Consigne 1 =>
Dans le texte sur les toros de Palha Blanco, combien de bêtes José Pereira Palha Blanco garde-t-il après le tri du troupeau reçu en héritage ?
Consigne 2 =>
Recopiez mot pour mot le passage du texte sur les toros de Palha Blanco qui va de « LL-miurapalhaLes toros de » à « toute sa pertinence. », ces deux bouts compris.
---------- Texte d'étude ----------
LL-miurapalhaLes toros de Palha Blanco, ceux de la légende noire des « Miura portugais », n’étaient pas des Veragua. Pas seulement en tout cas et l’on peut aisément imaginer qu’en ce dernier quart du XIXe siècle, comme de nombreux autres, José Pereira Palha Blanco avait d’autres chats à fouetter que le maintien en pureza d’un élevage qui, dès l’origine, était issu d’un assemblage « cosmopolite » — tout en maintenant la ligne directrice du croisement Vázquez/Miura. Il s’avère plus judicieux de croire que Palha Blanco a tout simplement essayé de construire un toro, le sien, avec des apports de sangs au sujet desquels il considérait qu’ils étaient les meilleurs de l’époque et les plus prompts à lui permettre de créer un animal fier, puissant et sauvage. À cet égard, le sous-titre choisi par Pierre Dupuy, Alchimie de la bravoure, requiert tout son sens et toute sa pertinence.

Ici et maintenant, la nécessaire compréhension de ce passé force à se replonger dans l’élaboration des mythiques Palha Blanco.

António José Pereira Palha décède en 1871, date à laquelle son fils profite de la vie puisque l’on « n’est pas sérieux quand on a dix-sept ans », ainsi que le versifiait son contemporain aux semelles de vent, né en 1854 lui aussi. Sérieux, il semble qu’il le fut pourtant, mais le tout début des années 1870 est pour José Pereira Palha Blanco l’occasion de voyager et d’achever études et humanités. Sa mère, Laura Rodríguez Blanco pallie l’absence, éphémère du fils, sans retour en ce qui concerne le père.

En 1871, José Pereira Palha Blanco hérite de ce dernier d’un troupeau de bravos estimé à environ cinq cents vaches de souche portugaise. Pionnier dans son domaine et sur ses terres lusitaniennes, il « tiente » le tout et ne conserve que cent cinquante bêtes. Parallèlement, il négocie avec un cousin, le marquis de Belas, l’achat de cent cinquante vaches vazqueñas ainsi que quelques autres à Estêvão de Oliveira junior, elles aussi descendantes de l’ancienne ganadería royale, mais peut-être croisées comme nous en avons émis l’hypothèse en amont au sujet des animaux issus de l’élevage de Ponte de Lima. N’en demeure pas moins que les idées de José Pereira Palha, encore très jeune, sont claires et obstinées : il veut construire un troupeau fondé essentiellement sur la caste des Vázquez.
---------- Données fournies ----------
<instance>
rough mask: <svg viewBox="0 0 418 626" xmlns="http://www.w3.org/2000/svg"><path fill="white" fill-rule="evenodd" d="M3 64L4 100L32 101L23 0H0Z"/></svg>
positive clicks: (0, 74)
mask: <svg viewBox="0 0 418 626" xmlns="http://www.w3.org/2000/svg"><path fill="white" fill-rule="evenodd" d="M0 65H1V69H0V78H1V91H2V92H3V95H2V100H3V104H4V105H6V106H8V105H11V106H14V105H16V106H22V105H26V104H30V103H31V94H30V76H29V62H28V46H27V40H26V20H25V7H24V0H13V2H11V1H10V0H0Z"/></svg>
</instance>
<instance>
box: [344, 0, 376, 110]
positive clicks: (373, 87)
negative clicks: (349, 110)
----------
Votre réponse 1 =>
Il en garde cent cinquante.

Votre réponse 2 =>
LL-miurapalhaLes toros de Palha Blanco, ceux de la légende noire des « Miura portugais », n’étaient pas des Veragua. Pas seulement en tout cas et l’on peut aisément imaginer qu’en ce dernier quart du XIXe siècle, comme de nombreux autres, José Pereira Palha Blanco avait d’autres chats à fouetter que le maintien en pureza d’un élevage qui, dès l’origine, était issu d’un assemblage « cosmopolite » — tout en maintenant la ligne directrice du croisement Vázquez/Miura. Il s’avère plus judicieux de croire que Palha Blanco a tout simplement essayé de construire un toro, le sien, avec des apports de sangs au sujet desquels il considérait qu’ils étaient les meilleurs de l’époque et les plus prompts à lui permettre de créer un animal fier, puissant et sauvage. À cet égard, le sous-titre choisi par Pierre Dupuy, Alchimie de la bravoure, requiert tout son sens et toute sa pertinence.